__PROBLEM__
Beginning with the line that contains "of the deck", extract each line through the end of the listing below, with no additions or omissions.

__EXERCISE MATERIALS__
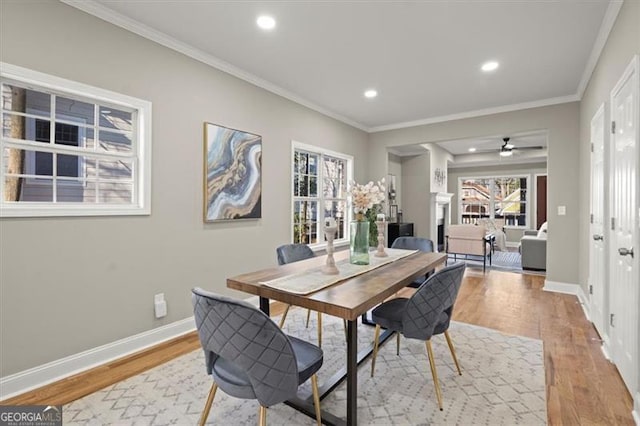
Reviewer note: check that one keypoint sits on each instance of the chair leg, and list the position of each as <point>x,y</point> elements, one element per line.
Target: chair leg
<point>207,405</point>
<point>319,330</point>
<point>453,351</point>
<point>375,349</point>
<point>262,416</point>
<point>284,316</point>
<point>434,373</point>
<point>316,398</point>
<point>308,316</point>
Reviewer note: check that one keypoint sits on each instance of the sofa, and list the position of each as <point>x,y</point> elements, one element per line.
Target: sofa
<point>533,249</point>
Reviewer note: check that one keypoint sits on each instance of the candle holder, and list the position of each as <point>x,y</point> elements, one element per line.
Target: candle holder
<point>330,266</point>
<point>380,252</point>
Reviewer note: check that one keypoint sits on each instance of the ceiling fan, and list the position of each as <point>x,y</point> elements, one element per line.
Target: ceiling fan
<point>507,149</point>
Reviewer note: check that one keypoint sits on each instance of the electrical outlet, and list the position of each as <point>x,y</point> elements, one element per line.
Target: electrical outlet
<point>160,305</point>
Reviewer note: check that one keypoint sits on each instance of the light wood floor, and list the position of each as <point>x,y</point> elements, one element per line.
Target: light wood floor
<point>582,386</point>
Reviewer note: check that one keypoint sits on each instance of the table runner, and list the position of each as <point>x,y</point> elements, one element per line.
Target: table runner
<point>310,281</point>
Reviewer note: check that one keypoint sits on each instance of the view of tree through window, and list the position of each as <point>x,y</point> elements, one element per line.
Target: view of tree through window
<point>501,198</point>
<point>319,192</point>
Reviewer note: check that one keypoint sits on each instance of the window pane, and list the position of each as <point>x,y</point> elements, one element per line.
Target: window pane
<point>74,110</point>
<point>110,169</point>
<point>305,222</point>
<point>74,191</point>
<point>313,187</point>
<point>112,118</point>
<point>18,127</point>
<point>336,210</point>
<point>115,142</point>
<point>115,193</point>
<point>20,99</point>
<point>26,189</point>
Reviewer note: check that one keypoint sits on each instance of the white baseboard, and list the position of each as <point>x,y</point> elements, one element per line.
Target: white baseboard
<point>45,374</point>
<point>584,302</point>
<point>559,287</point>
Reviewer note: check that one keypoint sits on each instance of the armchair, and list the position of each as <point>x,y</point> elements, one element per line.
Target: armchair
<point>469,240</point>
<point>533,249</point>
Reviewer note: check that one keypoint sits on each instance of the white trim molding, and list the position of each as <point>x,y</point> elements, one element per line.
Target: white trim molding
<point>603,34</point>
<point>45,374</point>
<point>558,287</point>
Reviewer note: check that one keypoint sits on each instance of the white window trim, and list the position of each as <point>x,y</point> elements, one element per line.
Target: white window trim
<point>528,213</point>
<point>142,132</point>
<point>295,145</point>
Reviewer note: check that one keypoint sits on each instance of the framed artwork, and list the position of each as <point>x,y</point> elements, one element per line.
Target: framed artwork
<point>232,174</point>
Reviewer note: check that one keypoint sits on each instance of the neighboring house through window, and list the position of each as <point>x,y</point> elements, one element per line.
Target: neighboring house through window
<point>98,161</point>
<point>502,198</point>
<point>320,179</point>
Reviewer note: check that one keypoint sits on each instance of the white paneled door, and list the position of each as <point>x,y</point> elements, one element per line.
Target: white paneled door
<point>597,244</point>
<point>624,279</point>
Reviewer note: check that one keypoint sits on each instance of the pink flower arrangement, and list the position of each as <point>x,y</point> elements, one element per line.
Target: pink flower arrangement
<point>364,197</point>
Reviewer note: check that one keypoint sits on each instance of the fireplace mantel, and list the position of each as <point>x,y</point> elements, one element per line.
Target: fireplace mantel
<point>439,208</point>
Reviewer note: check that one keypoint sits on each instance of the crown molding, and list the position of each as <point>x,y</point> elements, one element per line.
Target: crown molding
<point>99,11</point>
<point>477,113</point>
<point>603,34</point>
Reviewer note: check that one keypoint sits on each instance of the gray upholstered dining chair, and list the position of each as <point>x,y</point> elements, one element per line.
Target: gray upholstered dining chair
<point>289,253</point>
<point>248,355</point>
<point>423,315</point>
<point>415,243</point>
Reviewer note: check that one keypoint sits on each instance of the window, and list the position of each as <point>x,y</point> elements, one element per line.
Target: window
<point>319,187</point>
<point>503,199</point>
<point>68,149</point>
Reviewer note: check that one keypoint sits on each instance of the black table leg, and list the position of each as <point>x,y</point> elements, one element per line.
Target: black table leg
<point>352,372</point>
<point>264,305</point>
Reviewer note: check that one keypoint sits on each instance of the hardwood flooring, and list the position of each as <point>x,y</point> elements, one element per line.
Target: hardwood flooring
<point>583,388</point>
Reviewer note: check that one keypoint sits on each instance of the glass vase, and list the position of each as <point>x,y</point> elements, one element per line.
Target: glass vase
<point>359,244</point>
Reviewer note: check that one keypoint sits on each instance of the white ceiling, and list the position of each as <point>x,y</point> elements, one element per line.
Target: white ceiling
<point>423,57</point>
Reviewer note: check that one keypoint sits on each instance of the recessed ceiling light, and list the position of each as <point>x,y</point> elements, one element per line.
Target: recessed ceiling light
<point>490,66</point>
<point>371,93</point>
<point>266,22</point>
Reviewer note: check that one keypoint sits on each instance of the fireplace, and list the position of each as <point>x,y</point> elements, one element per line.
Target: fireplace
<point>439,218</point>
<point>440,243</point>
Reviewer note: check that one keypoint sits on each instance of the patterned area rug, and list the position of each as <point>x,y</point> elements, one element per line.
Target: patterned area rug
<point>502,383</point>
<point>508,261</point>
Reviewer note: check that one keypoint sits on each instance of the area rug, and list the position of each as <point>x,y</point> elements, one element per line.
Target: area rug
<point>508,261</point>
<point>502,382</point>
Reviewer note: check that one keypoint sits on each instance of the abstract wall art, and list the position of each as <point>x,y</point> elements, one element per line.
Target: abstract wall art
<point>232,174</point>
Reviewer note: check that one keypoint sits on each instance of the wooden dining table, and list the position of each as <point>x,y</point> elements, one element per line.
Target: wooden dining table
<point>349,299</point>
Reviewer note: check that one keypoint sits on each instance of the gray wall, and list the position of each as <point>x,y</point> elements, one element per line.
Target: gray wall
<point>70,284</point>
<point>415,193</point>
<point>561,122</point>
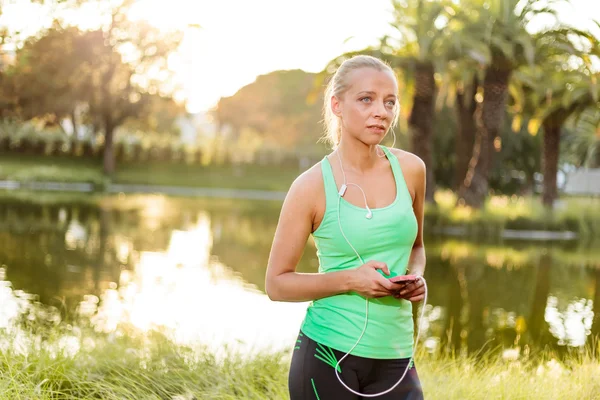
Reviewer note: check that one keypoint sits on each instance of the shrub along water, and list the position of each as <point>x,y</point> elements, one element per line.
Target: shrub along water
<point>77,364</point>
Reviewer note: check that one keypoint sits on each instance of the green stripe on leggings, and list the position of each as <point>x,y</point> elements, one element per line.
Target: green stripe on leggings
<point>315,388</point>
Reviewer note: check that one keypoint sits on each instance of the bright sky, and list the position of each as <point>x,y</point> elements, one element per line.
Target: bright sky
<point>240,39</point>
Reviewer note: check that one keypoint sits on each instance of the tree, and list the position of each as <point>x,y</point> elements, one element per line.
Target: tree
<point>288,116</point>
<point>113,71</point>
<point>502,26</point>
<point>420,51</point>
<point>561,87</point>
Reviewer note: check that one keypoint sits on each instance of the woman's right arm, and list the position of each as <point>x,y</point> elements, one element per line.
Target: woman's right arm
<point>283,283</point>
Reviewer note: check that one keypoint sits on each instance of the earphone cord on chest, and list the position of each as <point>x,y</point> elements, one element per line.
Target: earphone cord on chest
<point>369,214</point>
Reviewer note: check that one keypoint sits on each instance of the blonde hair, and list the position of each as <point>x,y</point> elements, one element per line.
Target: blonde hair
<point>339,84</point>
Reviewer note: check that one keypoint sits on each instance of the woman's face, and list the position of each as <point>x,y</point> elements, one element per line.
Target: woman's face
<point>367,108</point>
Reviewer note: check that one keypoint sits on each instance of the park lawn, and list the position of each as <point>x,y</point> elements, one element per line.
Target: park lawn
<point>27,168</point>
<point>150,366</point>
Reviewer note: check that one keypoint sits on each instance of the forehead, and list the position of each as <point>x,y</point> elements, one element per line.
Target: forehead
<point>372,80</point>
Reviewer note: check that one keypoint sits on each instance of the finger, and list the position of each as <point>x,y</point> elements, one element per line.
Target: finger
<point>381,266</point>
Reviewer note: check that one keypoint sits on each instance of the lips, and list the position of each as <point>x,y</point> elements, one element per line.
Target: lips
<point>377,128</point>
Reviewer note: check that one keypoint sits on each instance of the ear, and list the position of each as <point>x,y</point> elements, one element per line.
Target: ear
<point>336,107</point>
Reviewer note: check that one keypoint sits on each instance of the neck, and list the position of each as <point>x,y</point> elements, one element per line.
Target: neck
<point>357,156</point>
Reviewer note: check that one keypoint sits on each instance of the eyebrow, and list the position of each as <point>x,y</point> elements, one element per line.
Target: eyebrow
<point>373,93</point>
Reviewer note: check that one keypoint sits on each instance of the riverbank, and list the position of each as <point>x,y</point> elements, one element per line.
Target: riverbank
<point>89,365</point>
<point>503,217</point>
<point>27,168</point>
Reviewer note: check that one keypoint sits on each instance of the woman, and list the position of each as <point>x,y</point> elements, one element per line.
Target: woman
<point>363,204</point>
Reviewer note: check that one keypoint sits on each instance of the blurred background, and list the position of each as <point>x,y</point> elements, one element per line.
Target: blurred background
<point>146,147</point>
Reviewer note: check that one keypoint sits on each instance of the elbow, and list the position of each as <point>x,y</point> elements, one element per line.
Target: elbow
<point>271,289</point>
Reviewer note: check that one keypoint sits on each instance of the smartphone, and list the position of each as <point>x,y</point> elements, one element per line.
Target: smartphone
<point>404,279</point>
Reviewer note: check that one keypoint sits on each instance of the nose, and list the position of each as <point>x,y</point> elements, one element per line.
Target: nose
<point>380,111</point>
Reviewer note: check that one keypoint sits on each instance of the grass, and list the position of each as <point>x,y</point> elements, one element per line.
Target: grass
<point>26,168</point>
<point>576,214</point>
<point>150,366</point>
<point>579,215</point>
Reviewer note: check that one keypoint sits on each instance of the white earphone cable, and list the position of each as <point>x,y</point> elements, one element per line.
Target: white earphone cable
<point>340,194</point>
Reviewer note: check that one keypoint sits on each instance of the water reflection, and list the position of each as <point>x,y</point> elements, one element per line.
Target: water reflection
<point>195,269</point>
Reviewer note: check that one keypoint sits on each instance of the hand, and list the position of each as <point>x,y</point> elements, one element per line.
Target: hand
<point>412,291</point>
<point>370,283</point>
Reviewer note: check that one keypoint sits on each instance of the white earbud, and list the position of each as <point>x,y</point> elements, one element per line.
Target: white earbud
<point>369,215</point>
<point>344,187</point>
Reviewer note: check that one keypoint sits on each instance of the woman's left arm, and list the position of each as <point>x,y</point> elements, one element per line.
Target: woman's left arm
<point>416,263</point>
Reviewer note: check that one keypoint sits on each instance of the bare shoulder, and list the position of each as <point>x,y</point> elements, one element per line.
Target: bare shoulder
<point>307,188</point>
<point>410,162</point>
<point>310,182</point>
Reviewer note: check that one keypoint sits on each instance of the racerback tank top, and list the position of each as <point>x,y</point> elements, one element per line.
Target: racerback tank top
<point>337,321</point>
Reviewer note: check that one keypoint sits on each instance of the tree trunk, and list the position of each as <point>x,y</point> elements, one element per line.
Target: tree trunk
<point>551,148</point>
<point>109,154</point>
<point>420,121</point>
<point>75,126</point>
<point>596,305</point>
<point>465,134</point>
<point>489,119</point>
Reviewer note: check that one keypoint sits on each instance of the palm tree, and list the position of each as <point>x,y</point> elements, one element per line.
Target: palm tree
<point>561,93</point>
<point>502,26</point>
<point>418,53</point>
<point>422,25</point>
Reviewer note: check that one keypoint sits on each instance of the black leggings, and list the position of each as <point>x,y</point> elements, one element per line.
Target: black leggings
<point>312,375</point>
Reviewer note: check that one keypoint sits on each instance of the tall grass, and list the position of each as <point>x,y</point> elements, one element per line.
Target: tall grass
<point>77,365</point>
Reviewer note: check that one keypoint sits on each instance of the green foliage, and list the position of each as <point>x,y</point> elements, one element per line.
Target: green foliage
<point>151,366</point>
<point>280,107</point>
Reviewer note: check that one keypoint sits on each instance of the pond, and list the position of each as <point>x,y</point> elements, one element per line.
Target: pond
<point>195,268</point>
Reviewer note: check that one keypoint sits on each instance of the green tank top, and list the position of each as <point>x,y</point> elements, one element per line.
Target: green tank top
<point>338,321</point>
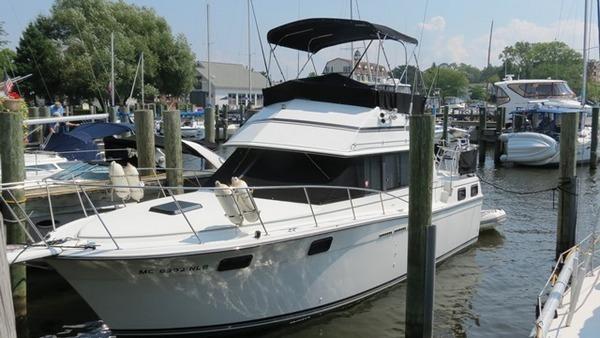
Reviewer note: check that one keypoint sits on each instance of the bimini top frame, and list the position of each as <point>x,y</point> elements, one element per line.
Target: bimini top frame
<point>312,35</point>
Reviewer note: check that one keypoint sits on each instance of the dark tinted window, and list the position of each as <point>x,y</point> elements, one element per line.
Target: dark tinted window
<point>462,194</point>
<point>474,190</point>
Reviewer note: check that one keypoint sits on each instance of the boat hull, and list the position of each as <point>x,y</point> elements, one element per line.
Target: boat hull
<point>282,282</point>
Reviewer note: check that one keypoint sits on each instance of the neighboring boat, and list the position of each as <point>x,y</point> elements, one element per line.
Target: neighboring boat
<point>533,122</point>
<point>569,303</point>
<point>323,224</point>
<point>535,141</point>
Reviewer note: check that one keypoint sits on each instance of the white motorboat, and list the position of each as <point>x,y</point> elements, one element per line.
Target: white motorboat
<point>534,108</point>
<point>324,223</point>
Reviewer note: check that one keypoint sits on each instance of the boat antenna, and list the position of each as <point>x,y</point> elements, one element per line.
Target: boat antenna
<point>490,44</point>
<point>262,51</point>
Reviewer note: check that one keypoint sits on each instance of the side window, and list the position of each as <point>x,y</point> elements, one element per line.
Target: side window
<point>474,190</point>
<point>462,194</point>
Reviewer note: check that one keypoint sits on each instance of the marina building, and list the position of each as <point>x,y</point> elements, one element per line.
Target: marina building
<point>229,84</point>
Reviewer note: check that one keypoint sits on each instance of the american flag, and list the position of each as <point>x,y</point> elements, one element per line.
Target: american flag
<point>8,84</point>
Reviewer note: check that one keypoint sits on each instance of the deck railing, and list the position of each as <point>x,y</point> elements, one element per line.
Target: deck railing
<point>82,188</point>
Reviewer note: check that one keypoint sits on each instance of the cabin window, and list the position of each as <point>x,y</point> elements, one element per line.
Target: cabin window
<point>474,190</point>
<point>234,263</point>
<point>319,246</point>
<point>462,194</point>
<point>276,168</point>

__TASK ANSWER__
Reviewer note: check that one keypoint sits on each instance of the deck railing, and list the position of each as <point>x,y</point> elements, one element per line.
Target: deck railing
<point>82,188</point>
Reviewer note: check that one keypoint sits on each instance of the cabin window, and list the position of each as <point>x,y</point> elements, one element per line.
Target: cabin window
<point>474,190</point>
<point>234,263</point>
<point>319,246</point>
<point>462,194</point>
<point>276,168</point>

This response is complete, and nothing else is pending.